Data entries
::::::::::
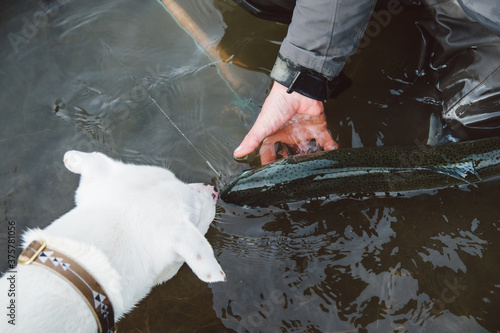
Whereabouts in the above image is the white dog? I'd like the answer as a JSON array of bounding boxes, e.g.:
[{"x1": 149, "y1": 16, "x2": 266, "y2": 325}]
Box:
[{"x1": 0, "y1": 151, "x2": 226, "y2": 333}]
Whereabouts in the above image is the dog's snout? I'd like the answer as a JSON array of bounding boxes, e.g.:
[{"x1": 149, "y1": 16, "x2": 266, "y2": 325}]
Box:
[{"x1": 191, "y1": 182, "x2": 219, "y2": 200}]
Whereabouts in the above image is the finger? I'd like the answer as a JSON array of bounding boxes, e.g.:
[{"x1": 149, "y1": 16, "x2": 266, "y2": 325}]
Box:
[
  {"x1": 316, "y1": 130, "x2": 339, "y2": 150},
  {"x1": 233, "y1": 108, "x2": 281, "y2": 158},
  {"x1": 259, "y1": 139, "x2": 276, "y2": 165}
]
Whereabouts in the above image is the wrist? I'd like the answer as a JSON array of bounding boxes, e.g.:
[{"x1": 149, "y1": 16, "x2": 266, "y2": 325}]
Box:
[{"x1": 271, "y1": 54, "x2": 337, "y2": 101}]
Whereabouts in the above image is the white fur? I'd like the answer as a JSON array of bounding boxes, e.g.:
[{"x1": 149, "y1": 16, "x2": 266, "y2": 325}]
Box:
[{"x1": 0, "y1": 151, "x2": 226, "y2": 332}]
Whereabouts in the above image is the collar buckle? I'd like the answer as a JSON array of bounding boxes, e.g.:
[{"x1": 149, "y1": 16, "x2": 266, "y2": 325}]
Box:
[{"x1": 17, "y1": 240, "x2": 47, "y2": 265}]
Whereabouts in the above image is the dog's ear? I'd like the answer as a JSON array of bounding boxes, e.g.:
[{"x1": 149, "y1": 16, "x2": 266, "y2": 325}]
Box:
[{"x1": 173, "y1": 221, "x2": 226, "y2": 282}]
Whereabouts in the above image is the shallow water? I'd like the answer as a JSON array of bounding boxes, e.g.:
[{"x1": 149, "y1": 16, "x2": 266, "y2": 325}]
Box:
[{"x1": 0, "y1": 0, "x2": 500, "y2": 332}]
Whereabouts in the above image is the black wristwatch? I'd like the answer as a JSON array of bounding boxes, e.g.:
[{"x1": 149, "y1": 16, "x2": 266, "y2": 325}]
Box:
[{"x1": 271, "y1": 54, "x2": 337, "y2": 101}]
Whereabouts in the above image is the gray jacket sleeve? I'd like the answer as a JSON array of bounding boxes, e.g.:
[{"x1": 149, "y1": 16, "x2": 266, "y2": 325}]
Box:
[{"x1": 271, "y1": 0, "x2": 376, "y2": 100}]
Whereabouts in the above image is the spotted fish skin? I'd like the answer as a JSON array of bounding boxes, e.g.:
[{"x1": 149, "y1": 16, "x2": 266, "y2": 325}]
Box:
[{"x1": 221, "y1": 137, "x2": 500, "y2": 207}]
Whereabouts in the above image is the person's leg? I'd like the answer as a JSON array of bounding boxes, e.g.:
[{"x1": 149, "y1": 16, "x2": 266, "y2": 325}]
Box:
[
  {"x1": 457, "y1": 0, "x2": 500, "y2": 36},
  {"x1": 421, "y1": 0, "x2": 500, "y2": 139}
]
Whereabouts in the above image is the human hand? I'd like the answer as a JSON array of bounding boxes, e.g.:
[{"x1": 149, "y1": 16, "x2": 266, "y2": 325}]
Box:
[{"x1": 234, "y1": 82, "x2": 338, "y2": 164}]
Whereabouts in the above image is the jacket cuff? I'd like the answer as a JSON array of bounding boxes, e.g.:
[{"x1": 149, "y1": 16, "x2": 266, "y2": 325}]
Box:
[{"x1": 271, "y1": 54, "x2": 337, "y2": 101}]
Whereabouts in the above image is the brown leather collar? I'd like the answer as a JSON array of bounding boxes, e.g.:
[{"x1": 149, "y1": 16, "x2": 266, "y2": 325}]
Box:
[{"x1": 18, "y1": 240, "x2": 116, "y2": 333}]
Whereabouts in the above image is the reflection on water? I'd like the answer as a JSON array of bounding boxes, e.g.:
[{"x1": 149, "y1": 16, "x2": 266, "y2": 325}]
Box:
[{"x1": 0, "y1": 0, "x2": 500, "y2": 332}]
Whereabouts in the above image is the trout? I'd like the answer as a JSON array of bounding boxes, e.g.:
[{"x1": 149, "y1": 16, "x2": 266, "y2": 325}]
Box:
[{"x1": 221, "y1": 137, "x2": 500, "y2": 207}]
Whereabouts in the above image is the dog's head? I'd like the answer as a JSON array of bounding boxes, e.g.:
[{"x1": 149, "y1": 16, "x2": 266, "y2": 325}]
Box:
[{"x1": 64, "y1": 151, "x2": 225, "y2": 282}]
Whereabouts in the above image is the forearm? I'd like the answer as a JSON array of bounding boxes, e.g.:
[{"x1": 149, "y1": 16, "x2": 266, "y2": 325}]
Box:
[{"x1": 271, "y1": 0, "x2": 375, "y2": 100}]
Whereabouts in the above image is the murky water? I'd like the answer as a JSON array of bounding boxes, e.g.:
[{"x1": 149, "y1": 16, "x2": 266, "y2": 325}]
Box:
[{"x1": 0, "y1": 0, "x2": 500, "y2": 332}]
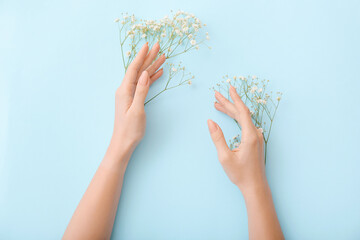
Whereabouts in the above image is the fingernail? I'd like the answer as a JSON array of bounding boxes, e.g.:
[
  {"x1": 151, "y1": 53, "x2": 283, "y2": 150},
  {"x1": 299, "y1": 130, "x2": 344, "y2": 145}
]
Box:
[
  {"x1": 208, "y1": 119, "x2": 217, "y2": 133},
  {"x1": 139, "y1": 71, "x2": 148, "y2": 86}
]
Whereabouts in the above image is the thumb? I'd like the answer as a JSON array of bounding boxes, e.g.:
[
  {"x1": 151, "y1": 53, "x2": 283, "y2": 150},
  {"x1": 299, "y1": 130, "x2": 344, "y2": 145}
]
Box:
[
  {"x1": 208, "y1": 119, "x2": 230, "y2": 155},
  {"x1": 133, "y1": 71, "x2": 150, "y2": 106}
]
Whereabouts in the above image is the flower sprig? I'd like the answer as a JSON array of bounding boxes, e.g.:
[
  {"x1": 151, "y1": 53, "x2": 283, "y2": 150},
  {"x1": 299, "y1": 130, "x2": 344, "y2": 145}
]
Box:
[
  {"x1": 115, "y1": 11, "x2": 210, "y2": 104},
  {"x1": 212, "y1": 75, "x2": 282, "y2": 163}
]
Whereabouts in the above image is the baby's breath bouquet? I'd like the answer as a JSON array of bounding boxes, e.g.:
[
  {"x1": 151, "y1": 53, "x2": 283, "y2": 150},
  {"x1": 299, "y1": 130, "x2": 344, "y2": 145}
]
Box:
[
  {"x1": 115, "y1": 11, "x2": 209, "y2": 104},
  {"x1": 213, "y1": 75, "x2": 282, "y2": 163}
]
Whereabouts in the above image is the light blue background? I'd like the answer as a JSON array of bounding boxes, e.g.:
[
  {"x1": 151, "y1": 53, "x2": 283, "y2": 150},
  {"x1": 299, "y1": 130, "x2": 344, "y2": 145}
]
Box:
[{"x1": 0, "y1": 0, "x2": 360, "y2": 239}]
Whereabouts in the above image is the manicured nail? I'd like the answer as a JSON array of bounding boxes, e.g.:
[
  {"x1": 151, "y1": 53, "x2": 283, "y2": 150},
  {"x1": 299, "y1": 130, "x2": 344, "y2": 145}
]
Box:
[
  {"x1": 139, "y1": 71, "x2": 149, "y2": 86},
  {"x1": 208, "y1": 119, "x2": 217, "y2": 133}
]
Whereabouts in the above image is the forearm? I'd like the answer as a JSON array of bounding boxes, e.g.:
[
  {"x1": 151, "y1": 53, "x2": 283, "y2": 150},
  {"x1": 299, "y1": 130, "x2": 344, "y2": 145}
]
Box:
[
  {"x1": 243, "y1": 181, "x2": 284, "y2": 240},
  {"x1": 63, "y1": 140, "x2": 133, "y2": 239}
]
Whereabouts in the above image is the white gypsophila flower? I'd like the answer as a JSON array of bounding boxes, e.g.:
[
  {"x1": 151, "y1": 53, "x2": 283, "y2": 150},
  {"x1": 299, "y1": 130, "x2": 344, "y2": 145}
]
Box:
[
  {"x1": 256, "y1": 99, "x2": 266, "y2": 104},
  {"x1": 250, "y1": 86, "x2": 258, "y2": 93}
]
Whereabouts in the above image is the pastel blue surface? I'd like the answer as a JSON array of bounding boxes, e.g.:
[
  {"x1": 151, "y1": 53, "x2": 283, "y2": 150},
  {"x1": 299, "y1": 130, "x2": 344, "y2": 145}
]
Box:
[{"x1": 0, "y1": 0, "x2": 360, "y2": 239}]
::::::::::
Problem >> Copy out the listing above word for word, starting at the line that contains "Whereabouts in the above image is the pastel" and continuing through its final line.

Expected answer >>
Whereabouts in the above image is the pastel blue surface? I'd like the answer as a JSON array of bounding boxes, e.g.:
[
  {"x1": 151, "y1": 53, "x2": 283, "y2": 150},
  {"x1": 299, "y1": 130, "x2": 344, "y2": 145}
]
Box:
[{"x1": 0, "y1": 0, "x2": 360, "y2": 239}]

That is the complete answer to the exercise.